• [Using the information]:
• a. From the note excerpt, list each way a notice may be provided under Section 17, together with when such a notice is deemed delivered.
• b. Answer these questions using the note excerpt:
(i) To whose attention should notices to the Company be addressed?
(ii) What title is given for Neil Exler?
(iii) In which city and state is Millennium Pharmaceuticals, Inc. located for notices?

• [Passage shown]:
※ ※ ※

Notices to the Company shall be addressed to:

      Structural GenomiX, Inc.
      10505 Roselle Street
      San Diego, California  92121
      Attn: Vice President, Finance
      Telephone: (858) 558-4850
      Facsimile:  (858) 558-3402

Notices to Holder shall be addressed to:

      Millennium Pharmaceuticals, Inc.
      40 Landsdowne Street
      Cambridge, Massachusetts 02139-4815
      Attn:  General Counsel
      Telephone:  (617) 679-7000
      Facsimile:  (617-374-0074

      Notices provided in accordance with this Section 17 shall be deemed
delivered upon personal delivery or three (3) business days after deposit in the
mail or one (1) business day after deposit with a nationally recognized
overnight courier.


                                       7.

    IN WITNESS WHEREOF, this Note has been duly executed and delivered by the
Company as of the date first written above.

COMPANY:

STRUCTURAL GENOMIX, INC.

By:  /s/ Herbert G. Mutter
     -----------------------------

Print Name:  Herbert G. Mutter
             ---------------------

Title:  Vice President, Finance

HOLDER:

MILLENNIUM PHARMACEUTICALS, INC.

By:  /s/ Neil Exler
     -----------------------------

Print Name:  Neil Exler
             ---------------------

Title:  VP
        --------------------------


                                       8.

※ ※ ※

• [Supplied data]:
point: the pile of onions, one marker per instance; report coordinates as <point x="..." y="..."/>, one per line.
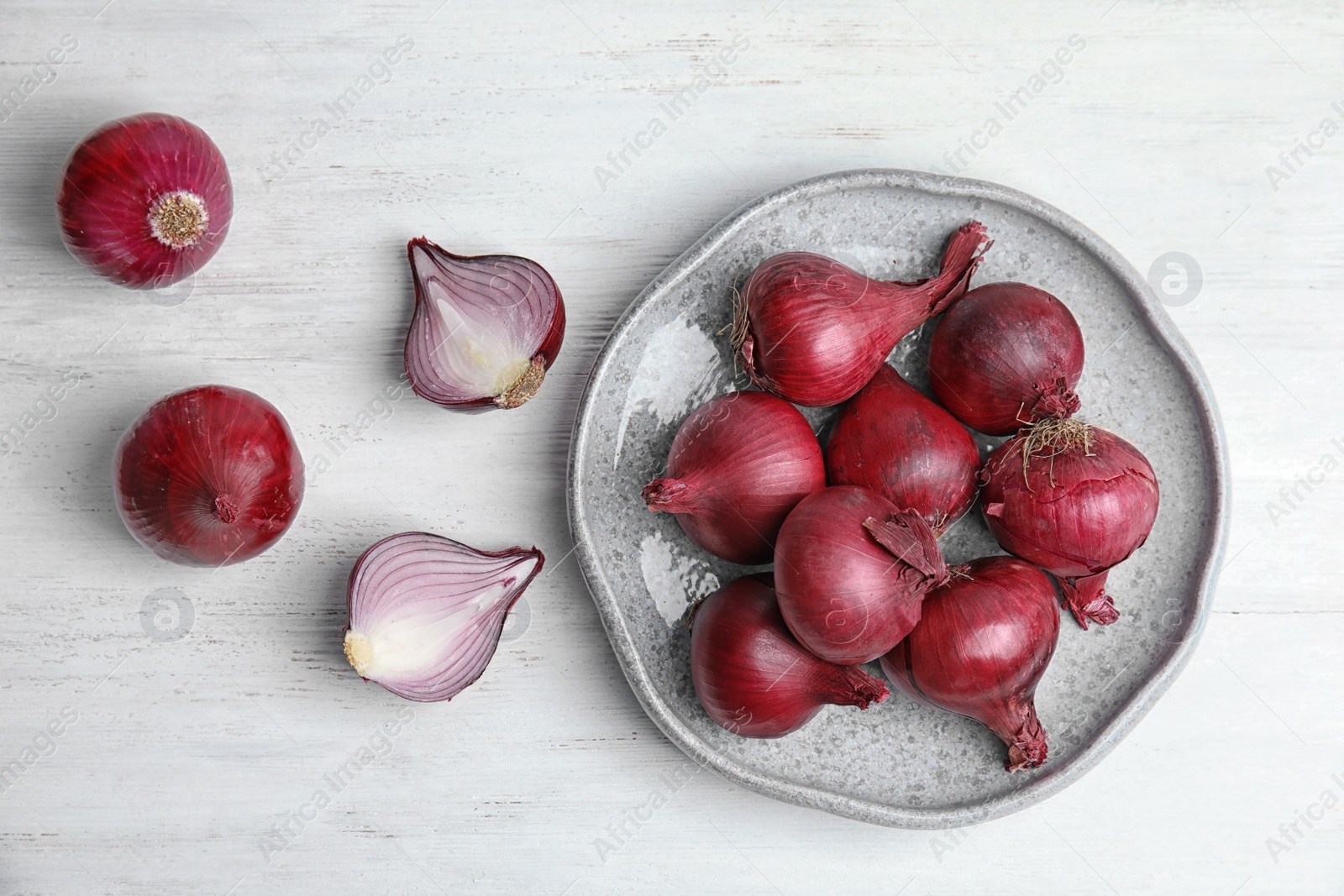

※ ※ ※

• [Completed exercise]:
• a.
- Personal delivery: deemed delivered upon personal delivery.
- Deposit in the mail: deemed delivered three (3) business days after deposit.
- Deposit with a nationally recognized overnight courier: deemed delivered one (1) business day after deposit.

• b.
(i) Vice President, Finance
(ii) VP
(iii) Cambridge, Massachusetts